* [Your task]
Print the lines that start the entries and continue through the one holding "Target: front quarter panel", please, exactly and with the pictures omitted.
Provided records Block Start
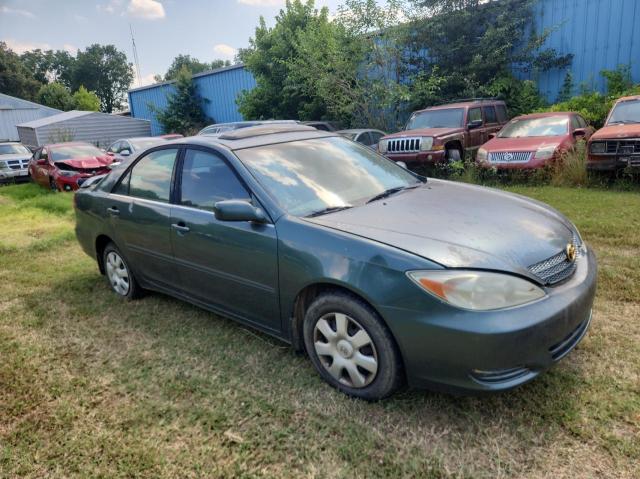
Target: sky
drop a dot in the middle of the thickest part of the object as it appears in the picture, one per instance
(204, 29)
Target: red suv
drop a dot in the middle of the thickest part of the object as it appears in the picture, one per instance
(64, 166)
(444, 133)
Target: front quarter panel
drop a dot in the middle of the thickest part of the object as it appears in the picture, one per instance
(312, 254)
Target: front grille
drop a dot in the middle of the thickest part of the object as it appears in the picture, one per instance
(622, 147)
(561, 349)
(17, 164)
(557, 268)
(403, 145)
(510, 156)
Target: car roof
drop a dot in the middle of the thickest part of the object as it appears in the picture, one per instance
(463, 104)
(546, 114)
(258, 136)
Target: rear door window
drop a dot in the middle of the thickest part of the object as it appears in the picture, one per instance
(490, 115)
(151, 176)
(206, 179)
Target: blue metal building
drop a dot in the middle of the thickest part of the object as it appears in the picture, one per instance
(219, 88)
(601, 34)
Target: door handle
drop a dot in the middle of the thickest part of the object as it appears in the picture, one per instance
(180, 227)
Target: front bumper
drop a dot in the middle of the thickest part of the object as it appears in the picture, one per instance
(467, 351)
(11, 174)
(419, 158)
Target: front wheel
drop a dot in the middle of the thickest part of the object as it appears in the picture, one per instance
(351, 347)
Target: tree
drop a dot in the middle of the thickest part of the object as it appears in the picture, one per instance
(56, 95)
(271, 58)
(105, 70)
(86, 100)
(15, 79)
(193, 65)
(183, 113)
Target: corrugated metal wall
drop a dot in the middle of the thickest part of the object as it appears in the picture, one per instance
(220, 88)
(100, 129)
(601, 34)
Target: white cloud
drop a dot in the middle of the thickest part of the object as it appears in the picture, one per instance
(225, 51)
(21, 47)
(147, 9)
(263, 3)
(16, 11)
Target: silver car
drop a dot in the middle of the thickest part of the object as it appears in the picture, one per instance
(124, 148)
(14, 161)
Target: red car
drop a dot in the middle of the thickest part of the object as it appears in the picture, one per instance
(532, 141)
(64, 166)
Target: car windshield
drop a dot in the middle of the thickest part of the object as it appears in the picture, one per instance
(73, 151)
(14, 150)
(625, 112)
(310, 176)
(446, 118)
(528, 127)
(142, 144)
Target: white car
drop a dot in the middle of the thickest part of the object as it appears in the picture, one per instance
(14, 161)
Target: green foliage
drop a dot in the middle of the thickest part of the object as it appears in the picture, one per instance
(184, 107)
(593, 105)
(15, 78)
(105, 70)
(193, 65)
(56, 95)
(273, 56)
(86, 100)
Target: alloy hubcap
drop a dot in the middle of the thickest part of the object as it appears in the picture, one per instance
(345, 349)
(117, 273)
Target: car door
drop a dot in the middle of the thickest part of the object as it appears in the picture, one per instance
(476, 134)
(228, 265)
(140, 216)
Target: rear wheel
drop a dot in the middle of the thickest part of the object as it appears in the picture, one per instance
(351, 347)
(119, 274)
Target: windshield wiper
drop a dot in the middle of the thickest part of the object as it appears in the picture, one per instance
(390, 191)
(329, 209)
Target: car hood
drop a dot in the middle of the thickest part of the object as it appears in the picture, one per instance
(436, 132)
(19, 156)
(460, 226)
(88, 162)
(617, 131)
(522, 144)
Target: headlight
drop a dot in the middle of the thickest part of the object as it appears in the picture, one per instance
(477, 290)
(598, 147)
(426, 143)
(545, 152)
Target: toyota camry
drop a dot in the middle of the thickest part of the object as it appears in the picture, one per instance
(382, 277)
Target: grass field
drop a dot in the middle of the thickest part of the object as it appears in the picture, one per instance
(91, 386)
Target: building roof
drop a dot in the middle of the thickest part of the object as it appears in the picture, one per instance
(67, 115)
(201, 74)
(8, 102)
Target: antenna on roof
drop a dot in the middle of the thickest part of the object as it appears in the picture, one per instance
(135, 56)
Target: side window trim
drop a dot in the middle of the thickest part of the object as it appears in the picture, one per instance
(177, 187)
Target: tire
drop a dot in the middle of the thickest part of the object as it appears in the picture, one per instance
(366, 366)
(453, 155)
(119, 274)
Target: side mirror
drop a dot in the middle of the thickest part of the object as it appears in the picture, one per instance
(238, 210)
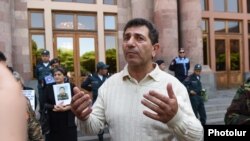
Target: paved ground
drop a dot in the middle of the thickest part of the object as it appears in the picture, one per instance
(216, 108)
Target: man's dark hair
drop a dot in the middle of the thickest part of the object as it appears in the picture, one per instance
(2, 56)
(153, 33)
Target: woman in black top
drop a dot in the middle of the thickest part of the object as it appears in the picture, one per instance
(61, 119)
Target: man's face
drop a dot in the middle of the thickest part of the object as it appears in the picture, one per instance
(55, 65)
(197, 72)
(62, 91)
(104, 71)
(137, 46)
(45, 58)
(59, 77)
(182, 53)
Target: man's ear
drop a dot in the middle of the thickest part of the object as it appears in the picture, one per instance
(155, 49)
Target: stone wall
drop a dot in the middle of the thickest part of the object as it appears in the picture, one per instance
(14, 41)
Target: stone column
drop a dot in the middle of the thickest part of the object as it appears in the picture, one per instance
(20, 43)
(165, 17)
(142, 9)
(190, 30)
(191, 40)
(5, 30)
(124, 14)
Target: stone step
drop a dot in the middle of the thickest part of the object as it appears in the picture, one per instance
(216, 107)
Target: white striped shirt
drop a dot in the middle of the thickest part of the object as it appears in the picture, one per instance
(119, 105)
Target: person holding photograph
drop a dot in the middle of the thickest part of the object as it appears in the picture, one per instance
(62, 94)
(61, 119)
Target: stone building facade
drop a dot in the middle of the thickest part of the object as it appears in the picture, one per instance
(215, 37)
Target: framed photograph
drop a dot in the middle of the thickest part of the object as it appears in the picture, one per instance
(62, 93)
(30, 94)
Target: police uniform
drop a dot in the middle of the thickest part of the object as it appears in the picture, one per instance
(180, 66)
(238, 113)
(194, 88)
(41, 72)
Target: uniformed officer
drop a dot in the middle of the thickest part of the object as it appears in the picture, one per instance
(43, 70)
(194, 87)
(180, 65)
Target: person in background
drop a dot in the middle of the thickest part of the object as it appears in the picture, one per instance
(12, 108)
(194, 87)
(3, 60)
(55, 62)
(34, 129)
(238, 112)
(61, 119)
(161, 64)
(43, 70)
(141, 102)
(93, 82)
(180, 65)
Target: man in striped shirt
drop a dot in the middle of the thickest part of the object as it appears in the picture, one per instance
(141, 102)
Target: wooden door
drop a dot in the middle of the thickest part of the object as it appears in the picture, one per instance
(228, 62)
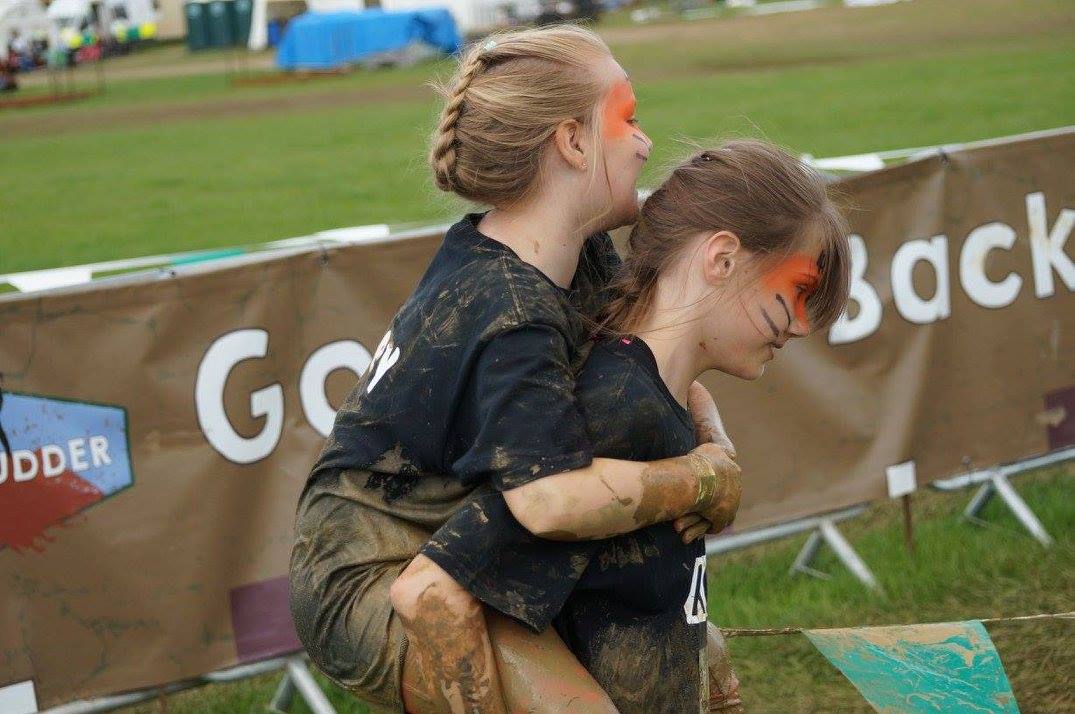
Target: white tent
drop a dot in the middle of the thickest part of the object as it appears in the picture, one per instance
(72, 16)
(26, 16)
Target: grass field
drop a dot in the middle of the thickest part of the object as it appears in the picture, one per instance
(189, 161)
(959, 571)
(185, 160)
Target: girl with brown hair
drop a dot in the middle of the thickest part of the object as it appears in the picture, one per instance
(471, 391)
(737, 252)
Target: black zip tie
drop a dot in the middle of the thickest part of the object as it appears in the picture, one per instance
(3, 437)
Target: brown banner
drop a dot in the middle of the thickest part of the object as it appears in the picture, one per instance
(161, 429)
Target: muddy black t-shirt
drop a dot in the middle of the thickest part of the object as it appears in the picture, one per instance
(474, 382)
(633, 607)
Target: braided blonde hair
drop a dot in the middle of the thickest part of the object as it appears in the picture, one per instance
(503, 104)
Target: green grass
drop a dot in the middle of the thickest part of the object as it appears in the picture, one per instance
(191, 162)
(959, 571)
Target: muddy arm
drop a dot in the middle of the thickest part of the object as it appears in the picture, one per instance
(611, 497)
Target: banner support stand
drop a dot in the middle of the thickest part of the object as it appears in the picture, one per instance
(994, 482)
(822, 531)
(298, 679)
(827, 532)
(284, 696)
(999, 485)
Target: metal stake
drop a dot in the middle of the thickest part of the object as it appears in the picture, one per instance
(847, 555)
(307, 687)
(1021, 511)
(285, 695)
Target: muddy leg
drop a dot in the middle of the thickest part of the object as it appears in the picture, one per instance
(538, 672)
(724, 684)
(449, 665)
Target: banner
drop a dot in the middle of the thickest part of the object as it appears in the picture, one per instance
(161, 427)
Provided records Block End
* [Response to this task]
Target: sky
drop a dot in the middle of the thickest part of the object as it appears in the picture, one per instance
(204, 29)
Target: red suv
drop a dot in the middle of the thickest part of the object as it appears in the picture, one per instance
(64, 166)
(444, 133)
Target: front quarter panel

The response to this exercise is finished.